Photo-based referring expression data:
»»

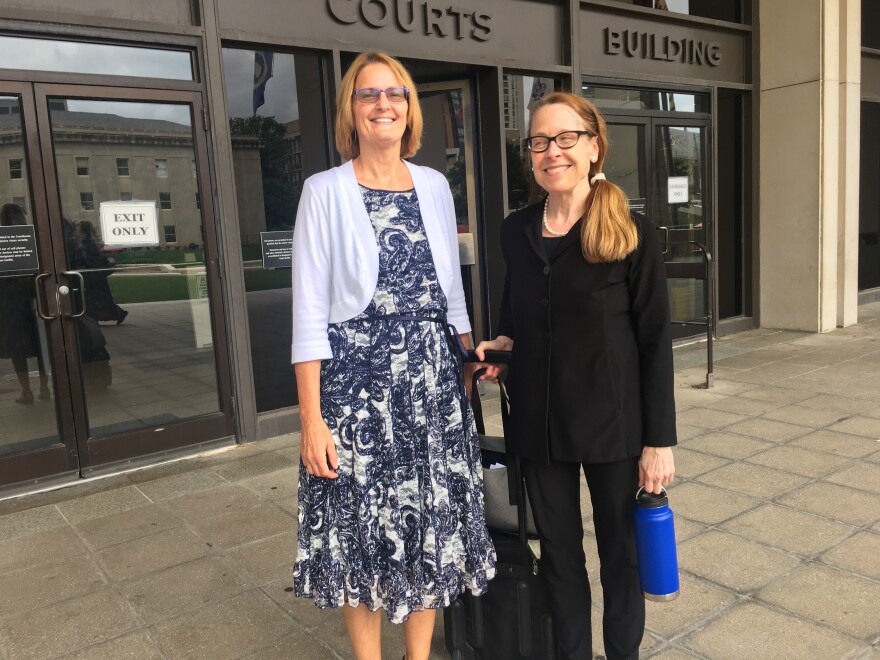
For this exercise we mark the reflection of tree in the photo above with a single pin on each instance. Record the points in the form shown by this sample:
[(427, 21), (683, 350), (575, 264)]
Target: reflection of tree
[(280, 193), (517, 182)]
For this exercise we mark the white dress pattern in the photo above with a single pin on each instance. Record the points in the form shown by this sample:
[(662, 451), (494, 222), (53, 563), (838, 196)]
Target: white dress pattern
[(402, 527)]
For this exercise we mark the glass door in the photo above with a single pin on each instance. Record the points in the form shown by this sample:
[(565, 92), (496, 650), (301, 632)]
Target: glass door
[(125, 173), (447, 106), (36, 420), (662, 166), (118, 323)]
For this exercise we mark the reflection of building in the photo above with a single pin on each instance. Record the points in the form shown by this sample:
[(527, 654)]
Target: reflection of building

««

**What to do:** Copy every line of the data that carries the word "each".

**Result:**
For this exercise we mark the reflection of tree in the photo above with a single pin on each instance. Record the points in the form shown by this sample:
For this exercise we mark the white dress pattern in the photo above with a single pin on each instance. Record the points in the form shown by this sample:
For this exercise we mark the glass door in the photo above with a single pin on each instance. Record the points in the form shown by this sample:
For this exercise we mark the reflection of building in the photo above with a single pin on each instance. Record the points in the form shown by this sample:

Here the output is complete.